— Start EXTRACTED ENTRIES —

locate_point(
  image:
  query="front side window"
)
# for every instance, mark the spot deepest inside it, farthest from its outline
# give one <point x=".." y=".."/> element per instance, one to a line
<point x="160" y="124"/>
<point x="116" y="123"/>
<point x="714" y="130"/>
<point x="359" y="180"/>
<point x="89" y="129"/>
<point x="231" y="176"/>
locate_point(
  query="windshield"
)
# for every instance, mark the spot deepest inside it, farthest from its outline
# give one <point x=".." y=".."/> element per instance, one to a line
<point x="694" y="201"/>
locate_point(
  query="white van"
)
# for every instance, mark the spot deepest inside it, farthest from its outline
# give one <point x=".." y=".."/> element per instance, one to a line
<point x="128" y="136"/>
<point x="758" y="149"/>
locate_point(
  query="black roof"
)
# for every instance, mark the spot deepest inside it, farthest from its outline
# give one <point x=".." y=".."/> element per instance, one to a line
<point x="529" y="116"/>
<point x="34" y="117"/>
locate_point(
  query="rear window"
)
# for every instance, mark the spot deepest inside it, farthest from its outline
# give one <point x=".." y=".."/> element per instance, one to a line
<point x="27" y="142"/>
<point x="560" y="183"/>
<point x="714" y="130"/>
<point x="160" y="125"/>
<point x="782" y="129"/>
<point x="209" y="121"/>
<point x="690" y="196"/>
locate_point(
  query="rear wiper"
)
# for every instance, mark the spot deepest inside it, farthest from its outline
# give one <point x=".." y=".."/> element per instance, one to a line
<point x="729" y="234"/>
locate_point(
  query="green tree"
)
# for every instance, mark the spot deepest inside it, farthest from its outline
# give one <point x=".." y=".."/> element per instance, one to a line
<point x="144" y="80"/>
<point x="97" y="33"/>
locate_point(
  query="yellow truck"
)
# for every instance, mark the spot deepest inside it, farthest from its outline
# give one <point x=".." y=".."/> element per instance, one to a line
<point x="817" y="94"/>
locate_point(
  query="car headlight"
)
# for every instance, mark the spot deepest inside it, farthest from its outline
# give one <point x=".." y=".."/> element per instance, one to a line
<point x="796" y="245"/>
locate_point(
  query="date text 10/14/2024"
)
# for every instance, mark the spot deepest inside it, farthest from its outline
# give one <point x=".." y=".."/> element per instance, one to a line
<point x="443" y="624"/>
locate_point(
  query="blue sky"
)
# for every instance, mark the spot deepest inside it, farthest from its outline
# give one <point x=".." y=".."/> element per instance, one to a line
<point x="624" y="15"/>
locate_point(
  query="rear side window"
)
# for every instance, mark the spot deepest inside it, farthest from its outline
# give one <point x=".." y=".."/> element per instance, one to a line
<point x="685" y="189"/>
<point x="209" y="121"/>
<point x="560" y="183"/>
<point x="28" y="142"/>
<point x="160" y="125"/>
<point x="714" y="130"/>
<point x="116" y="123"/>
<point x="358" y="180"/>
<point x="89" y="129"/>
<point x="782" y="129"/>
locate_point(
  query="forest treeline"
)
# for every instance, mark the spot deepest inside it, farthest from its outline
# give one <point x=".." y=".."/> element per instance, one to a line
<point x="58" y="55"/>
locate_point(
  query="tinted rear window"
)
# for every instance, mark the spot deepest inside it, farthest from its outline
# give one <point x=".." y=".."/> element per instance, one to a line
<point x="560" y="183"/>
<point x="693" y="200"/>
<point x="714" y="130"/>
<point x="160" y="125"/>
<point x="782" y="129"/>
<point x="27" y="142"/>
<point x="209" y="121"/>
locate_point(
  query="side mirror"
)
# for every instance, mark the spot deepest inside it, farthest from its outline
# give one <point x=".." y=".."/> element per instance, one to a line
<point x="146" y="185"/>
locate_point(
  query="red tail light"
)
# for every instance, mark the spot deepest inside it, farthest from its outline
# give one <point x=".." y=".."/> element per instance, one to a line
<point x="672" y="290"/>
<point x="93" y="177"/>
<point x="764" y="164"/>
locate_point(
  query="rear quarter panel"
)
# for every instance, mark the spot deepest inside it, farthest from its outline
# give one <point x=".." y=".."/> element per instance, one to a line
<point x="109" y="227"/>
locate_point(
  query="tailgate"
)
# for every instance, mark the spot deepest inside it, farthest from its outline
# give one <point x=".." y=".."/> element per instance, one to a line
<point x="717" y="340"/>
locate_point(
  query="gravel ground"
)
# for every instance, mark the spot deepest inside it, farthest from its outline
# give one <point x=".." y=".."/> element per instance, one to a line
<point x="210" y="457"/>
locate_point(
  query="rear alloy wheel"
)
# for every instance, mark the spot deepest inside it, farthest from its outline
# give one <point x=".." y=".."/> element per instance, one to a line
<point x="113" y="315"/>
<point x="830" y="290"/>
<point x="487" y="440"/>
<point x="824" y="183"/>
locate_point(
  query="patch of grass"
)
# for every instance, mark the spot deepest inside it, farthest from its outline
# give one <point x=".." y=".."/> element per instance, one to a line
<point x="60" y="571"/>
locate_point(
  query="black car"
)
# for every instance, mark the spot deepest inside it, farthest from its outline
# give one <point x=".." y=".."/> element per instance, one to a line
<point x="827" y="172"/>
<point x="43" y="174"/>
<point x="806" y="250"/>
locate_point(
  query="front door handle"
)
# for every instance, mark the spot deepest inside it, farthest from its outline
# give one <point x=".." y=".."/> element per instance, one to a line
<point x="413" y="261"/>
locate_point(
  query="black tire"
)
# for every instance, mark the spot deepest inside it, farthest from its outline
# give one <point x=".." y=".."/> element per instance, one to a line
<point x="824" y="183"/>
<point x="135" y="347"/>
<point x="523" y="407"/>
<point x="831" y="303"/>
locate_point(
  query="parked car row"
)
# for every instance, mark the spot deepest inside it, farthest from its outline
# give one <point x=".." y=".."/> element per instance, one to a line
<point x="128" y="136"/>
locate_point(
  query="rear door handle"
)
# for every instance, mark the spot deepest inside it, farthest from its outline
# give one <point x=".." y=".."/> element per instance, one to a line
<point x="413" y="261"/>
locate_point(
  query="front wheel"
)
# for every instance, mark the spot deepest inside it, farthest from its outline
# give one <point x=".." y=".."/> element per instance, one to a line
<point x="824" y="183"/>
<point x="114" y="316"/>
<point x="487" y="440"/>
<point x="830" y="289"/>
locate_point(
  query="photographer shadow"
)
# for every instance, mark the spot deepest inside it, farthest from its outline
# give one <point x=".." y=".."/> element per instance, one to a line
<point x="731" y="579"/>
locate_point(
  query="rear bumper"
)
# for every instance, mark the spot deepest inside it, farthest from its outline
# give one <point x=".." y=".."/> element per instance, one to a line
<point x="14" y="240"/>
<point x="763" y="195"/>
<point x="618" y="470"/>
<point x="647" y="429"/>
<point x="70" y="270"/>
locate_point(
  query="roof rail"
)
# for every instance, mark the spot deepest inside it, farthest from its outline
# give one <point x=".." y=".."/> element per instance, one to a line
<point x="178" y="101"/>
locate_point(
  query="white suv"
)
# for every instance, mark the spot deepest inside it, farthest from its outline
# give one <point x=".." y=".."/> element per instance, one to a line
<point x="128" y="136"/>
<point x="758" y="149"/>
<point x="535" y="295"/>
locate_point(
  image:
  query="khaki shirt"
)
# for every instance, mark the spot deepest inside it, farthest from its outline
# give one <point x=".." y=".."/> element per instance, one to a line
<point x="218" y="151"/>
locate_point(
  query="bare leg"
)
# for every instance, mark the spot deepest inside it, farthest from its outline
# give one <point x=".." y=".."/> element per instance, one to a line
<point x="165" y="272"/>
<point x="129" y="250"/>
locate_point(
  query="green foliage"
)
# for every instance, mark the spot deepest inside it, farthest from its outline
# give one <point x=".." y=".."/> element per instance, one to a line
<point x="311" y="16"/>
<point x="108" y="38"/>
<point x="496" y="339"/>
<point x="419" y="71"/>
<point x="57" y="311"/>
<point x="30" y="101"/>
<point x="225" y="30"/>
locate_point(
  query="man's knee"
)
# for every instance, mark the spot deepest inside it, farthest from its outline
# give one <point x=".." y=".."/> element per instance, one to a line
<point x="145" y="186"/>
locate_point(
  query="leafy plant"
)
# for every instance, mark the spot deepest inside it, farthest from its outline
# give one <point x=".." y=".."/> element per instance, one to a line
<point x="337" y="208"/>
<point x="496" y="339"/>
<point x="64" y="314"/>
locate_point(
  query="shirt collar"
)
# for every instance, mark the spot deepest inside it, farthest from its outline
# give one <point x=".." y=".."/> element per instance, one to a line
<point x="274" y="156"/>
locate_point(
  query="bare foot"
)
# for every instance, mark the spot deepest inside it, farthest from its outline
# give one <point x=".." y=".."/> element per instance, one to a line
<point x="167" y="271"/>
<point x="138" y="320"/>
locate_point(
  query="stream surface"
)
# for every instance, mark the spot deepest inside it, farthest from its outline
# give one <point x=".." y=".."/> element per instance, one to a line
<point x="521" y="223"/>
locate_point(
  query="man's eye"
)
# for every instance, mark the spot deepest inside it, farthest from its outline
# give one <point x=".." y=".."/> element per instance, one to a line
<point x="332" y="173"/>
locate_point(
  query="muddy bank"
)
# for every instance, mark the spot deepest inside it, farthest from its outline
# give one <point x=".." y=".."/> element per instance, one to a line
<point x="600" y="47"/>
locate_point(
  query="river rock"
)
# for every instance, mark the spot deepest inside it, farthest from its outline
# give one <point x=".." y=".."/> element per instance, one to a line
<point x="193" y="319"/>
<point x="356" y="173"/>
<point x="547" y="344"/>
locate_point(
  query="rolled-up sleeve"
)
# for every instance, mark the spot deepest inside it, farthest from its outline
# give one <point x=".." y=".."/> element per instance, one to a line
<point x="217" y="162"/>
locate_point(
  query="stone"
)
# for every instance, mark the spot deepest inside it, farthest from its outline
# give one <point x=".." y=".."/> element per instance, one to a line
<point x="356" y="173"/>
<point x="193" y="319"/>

— End EXTRACTED ENTRIES —

→ TASK INSTRUCTIONS
Report how many lines in the items contain the word "handle", giving only the number.

→ EXERCISE ANSWER
2